**The tasks:**
**a)** Retype the stretch from "Things are the" through "in run scoring." in the passage on the Oakland A's offense.
**b)** Write what comes next in the passage on the Oakland A's offense, picking up after its final sentence.

**Passage to read:**

· · ·

Things are the same all over in the American League West. The Angels, Mariners, and A's are three of the four lowest-scoring teams in the AL and also three of the four best at preventing runs. Only the Mariners and Twins have scored fewer runs than the A's 3.65 per game this year, but the A's also lead the league by allowing just 3.43 runs per game. That's a positive run differential and translates in to the same sort of pinch-better-than-.500 team that they were last year, when they also led the league in run prevention and were fourth-worst in run scoring.
Adding David DeJesus, Josh Willingham, and Hideki Matsui was supposed to goose the offense this year, but Matsui is yet another 37-year-old with a fork sticking out of his back (.226/.282/.346), DeJesus is sporting the worst on-base percentage of his career (.323), and while Willingham has provided a modicum of pop (nine homers, .446 slugging), he also leads the team in strikeouts and has a mere .328 OBP himself. Remarkably, Willingham leads Oakland's starting nine in on-base percentage, which is the first clue as to why they're not scoring. The other is that Coco Crisp is the only other of those nine with a slugging percentage above .400 (he's at .404). First baseman Daric Barton is drawing a ton of walks, but hitting just .211, resulting in a .326 OBP. You can try to blame the A's pitching-friendly ballpark for their struggles, but they're hitting just .228/.292/.338 on the road as a team.

· · ·

**Material:**
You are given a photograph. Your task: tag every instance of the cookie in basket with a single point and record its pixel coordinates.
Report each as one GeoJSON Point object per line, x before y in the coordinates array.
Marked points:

· · ·

**Outputs:**
**a)**
Things are the same all over in the American League West. The Angels, Mariners, and A's are three of the four lowest-scoring teams in the AL and also three of the four best at preventing runs. Only the Mariners and Twins have scored fewer runs than the A's 3.65 per game this year, but the A's also lead the league by allowing just 3.43 runs per game. That's a positive run differential and translates in to the same sort of pinch-better-than-.500 team that they were last year, when they also led the league in run prevention and were fourth-worst in run scoring.

**b)**
The road has been kinder to their pitching, which has sustained a 2.96 team ERA outside of the Coliseum. The A's staff has been hit by some injuries, most significantly a season-ending shoulder capsule tear suffered by Dallas Braden and a forearm strain that limited just-activated closer Andrew Bailey to just one inning prior to this series (they had to see them coming in the cases of Rich Harden and Brandon McCarthy). Still, the starting trio of righty Trevor Cahill, and lefties Brett Anderson and Gio Gonzalez have been fantastic and form an impressive core for Billy Beane to build around, if he still has it in him to do so.
The A's have won five of six and four in a row coming into this series, but that run was preceded by a six-game losing streak. Such is the nature of a .500 team. The A's are no better than that and don't strike me as a serious threat to the Rangers in the West despite the fact that first and last place in the division are currently separated by a game and a half in that division. They are a significant threat to the Yankees this week, however, as they'll run out all three of those young stud starters while the Yankees counter with the rabbits-foot brigade, which is to say, anyone in their rotation who isn't CC Sabathia.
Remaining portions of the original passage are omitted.